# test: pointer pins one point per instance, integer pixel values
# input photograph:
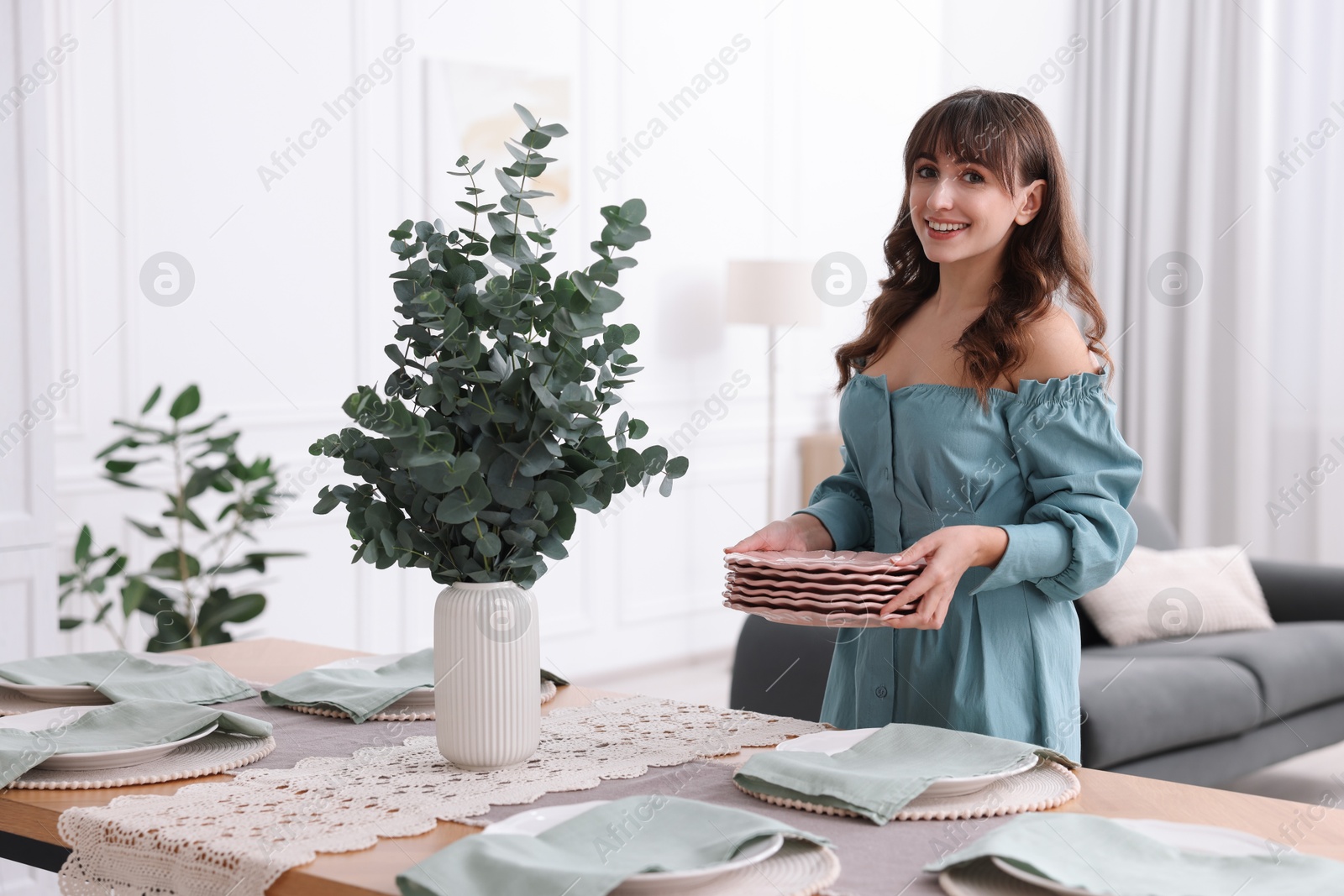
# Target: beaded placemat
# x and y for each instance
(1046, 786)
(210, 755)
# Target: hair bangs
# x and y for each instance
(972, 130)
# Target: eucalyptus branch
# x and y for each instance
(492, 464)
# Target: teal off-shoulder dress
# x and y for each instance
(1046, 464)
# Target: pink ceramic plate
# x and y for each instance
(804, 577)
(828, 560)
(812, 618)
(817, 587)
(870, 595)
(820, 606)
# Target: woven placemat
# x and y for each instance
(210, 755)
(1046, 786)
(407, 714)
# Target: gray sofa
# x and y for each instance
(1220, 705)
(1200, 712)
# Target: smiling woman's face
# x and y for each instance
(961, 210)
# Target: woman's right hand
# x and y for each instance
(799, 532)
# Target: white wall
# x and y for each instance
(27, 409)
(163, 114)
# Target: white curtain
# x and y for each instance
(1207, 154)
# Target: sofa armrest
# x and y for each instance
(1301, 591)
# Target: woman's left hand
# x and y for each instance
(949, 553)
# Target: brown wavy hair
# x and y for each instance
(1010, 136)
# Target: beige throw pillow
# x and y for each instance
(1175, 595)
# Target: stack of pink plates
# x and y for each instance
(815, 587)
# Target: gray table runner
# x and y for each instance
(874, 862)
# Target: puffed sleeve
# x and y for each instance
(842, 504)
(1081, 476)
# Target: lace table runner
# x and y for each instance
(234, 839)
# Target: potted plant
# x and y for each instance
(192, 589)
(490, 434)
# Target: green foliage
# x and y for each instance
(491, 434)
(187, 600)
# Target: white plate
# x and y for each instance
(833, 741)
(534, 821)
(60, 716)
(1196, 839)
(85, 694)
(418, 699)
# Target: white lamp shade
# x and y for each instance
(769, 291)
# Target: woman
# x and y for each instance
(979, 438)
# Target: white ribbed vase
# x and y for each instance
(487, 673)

# Job
Reproduce the material above with every "instance" changed to "object" and nothing else altered. Leave out the pictures.

# Output of the exercise
# test: pointer pins one point per object, integer pixel values
# input photograph:
# Target: beaded placemat
# x and y for each object
(1046, 786)
(210, 755)
# Target: hair bangs
# x and y for each object
(972, 130)
# Target: eucalyptus branch
# x and y for each object
(492, 464)
# Target: teal off-shoulder dress
# x and y for each object
(1046, 464)
# Target: pink ceramic plate
# x and y for each object
(804, 577)
(828, 560)
(812, 618)
(817, 587)
(870, 595)
(820, 606)
# Target: woven placemat
# x and y for each object
(210, 755)
(1046, 786)
(407, 714)
# Target: gray sofa
# x and y for each object
(1220, 705)
(1200, 712)
# Target: smiling woman's face
# x and y for each object
(961, 210)
# Target: woman's right hand
# x and y for each object
(799, 532)
# Target: white wall
# x and y for each object
(27, 409)
(163, 114)
# Target: white curtain
# x and y for each object
(1207, 154)
# Target: sofa armrest
# x and y for each object
(1301, 591)
# Target: woman's left hand
# x and y for each object
(949, 553)
# Target: brown wavy hair
# x and y for each object
(1010, 136)
# Target: beige throw pillow
# x and y for each object
(1175, 595)
# Target: stack of pink plates
# x and y for each object
(815, 587)
# Target: gray table runner
# x and y for each object
(874, 862)
# Target: puffed sleeve
# x and y for each object
(842, 504)
(1081, 476)
# Target: lace table runner
# x and y for each object
(234, 839)
# Target: potted plant
# x and y for each object
(192, 589)
(490, 434)
# Target: green foliage
# x and y for each object
(491, 434)
(187, 600)
# Target: white plate
# x and y for each object
(833, 741)
(534, 821)
(60, 716)
(1196, 839)
(85, 694)
(418, 699)
# Target: white lamp shade
# x and y for each object
(769, 291)
# Target: woman
# x and y for each object
(979, 438)
# Target: white ribbed vase
# x and y for each object
(487, 673)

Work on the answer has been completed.